Written problem 1:
In the probability post, what does the poster plan to compute first?
Written problem 2:
Please reproduce the part of the probability post starting at "Find pdf of" and ending at "get the PDFs.".
======== Text extract ========
Find pdf of given random variable I have the following question. I would like to get some feedback regarding my approach.

Let $U$ be random variable such that $U\sim \text{Unif}\left((0,1)\right)$. Define the following r.v:
  $$Z_1=\begin{cases}\ln(2U),& 0<U\le \frac{1}{2}\\ -\ln(2(1-U)),& \frac{1}{2}<U<1\end{cases} \quad , \quad Z_2=\sqrt{-2\ln(1-U)}$$ Derive the PDFs of $Z_1,Z_2$.

My try:
First compute the CDFs of $Z_1,Z_2$ and then derive the results in order to get the PDFs.
======== Extracted data ========
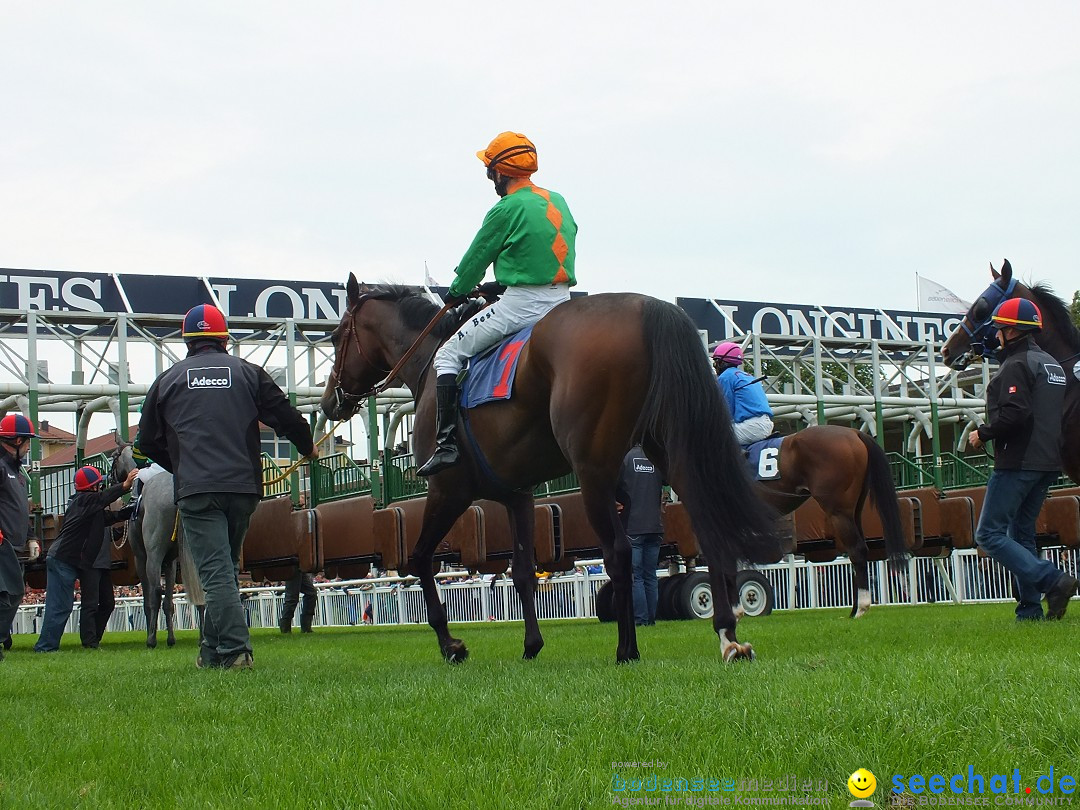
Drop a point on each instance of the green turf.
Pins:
(372, 716)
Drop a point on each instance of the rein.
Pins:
(345, 397)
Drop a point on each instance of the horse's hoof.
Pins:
(736, 651)
(531, 650)
(455, 652)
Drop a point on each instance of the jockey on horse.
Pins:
(529, 237)
(751, 415)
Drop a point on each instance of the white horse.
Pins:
(157, 538)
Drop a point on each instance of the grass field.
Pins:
(372, 716)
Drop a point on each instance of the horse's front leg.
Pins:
(439, 516)
(725, 616)
(849, 537)
(599, 505)
(523, 528)
(170, 589)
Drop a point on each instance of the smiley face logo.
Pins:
(862, 783)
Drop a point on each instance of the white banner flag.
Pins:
(933, 297)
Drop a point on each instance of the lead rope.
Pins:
(295, 464)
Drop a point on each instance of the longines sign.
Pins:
(731, 320)
(170, 295)
(314, 300)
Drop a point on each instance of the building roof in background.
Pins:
(51, 433)
(104, 444)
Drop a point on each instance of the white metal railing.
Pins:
(796, 583)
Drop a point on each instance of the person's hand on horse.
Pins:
(490, 291)
(453, 300)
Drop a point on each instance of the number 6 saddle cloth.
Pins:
(764, 458)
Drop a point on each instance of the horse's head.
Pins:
(359, 358)
(120, 462)
(975, 333)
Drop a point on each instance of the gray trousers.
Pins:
(11, 588)
(214, 528)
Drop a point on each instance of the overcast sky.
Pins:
(818, 152)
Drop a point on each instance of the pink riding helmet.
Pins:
(728, 352)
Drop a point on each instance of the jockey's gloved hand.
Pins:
(453, 300)
(491, 289)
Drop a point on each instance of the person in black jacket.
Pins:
(300, 582)
(1024, 404)
(76, 548)
(638, 496)
(15, 434)
(201, 422)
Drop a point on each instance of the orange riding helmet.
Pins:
(510, 153)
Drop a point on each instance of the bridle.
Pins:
(980, 334)
(342, 399)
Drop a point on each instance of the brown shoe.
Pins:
(240, 661)
(1057, 597)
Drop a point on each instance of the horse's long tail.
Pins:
(883, 494)
(685, 414)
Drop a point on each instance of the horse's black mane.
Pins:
(1056, 314)
(416, 309)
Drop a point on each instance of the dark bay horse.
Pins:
(598, 373)
(839, 468)
(1058, 338)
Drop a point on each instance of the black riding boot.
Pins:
(446, 427)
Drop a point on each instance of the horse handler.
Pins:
(15, 434)
(75, 550)
(201, 422)
(1024, 403)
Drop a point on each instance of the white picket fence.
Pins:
(962, 577)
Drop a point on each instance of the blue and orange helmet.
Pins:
(16, 426)
(205, 321)
(1020, 313)
(88, 477)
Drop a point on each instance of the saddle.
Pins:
(490, 374)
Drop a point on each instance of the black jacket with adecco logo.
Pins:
(201, 422)
(1024, 404)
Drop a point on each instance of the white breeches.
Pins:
(753, 430)
(517, 308)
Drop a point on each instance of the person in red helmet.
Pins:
(1024, 404)
(529, 235)
(201, 422)
(15, 434)
(75, 550)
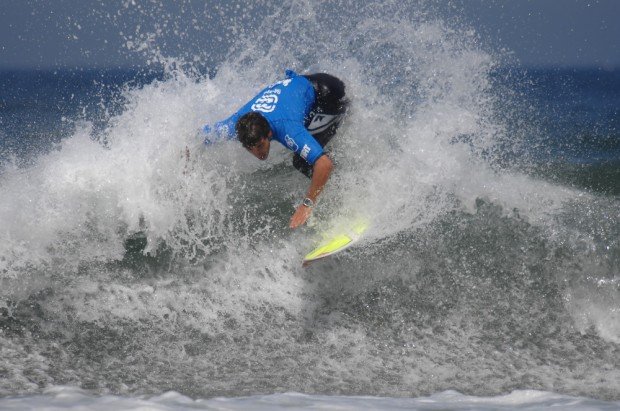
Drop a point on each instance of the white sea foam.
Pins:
(64, 398)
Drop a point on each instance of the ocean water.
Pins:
(489, 279)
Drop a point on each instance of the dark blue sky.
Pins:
(70, 33)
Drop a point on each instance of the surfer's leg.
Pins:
(326, 115)
(329, 109)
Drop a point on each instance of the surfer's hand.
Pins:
(301, 215)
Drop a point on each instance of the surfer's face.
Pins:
(261, 149)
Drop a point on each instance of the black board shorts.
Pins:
(323, 120)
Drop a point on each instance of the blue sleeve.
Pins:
(222, 130)
(301, 142)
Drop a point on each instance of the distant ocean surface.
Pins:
(133, 277)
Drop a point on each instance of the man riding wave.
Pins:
(302, 112)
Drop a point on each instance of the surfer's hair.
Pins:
(251, 128)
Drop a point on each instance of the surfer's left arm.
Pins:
(320, 174)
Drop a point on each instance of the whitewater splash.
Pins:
(126, 267)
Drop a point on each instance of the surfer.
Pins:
(302, 112)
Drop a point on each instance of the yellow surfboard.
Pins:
(338, 242)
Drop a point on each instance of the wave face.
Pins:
(126, 268)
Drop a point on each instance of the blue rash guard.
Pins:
(285, 105)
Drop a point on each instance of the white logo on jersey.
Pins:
(290, 143)
(304, 152)
(267, 102)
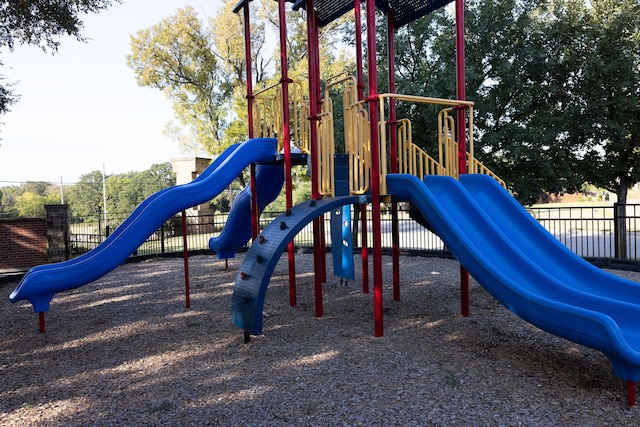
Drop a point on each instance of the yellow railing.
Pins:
(356, 134)
(411, 159)
(442, 134)
(267, 115)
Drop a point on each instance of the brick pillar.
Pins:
(57, 232)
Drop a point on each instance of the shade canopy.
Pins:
(405, 11)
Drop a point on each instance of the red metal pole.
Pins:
(359, 61)
(255, 214)
(363, 206)
(286, 139)
(185, 256)
(375, 169)
(462, 132)
(393, 153)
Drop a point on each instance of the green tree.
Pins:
(32, 205)
(41, 23)
(86, 197)
(199, 67)
(611, 95)
(126, 191)
(9, 197)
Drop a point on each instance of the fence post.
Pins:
(620, 230)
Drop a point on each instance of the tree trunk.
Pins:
(620, 226)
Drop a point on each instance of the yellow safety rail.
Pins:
(358, 146)
(356, 133)
(412, 159)
(267, 115)
(394, 97)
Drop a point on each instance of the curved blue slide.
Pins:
(547, 252)
(511, 266)
(237, 230)
(41, 283)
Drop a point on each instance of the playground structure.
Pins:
(464, 202)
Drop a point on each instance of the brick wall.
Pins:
(23, 243)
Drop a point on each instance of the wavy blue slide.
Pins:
(512, 258)
(41, 283)
(237, 230)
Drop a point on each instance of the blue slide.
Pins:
========
Written solution 1:
The CDFs of $Z_1$ and $Z_2$.

Written solution 2:
Find pdf of given random variable I have the following question. I would like to get some feedback regarding my approach.

Let $U$ be random variable such that $U\sim \text{Unif}\left((0,1)\right)$. Define the following r.v:
  $$Z_1=\begin{cases}\ln(2U),& 0<U\le \frac{1}{2}\\ -\ln(2(1-U)),& \frac{1}{2}<U<1\end{cases} \quad , \quad Z_2=\sqrt{-2\ln(1-U)}$$ Derive the PDFs of $Z_1,Z_2$.

My try:
First compute the CDFs of $Z_1,Z_2$ and then derive the results in order to get the PDFs.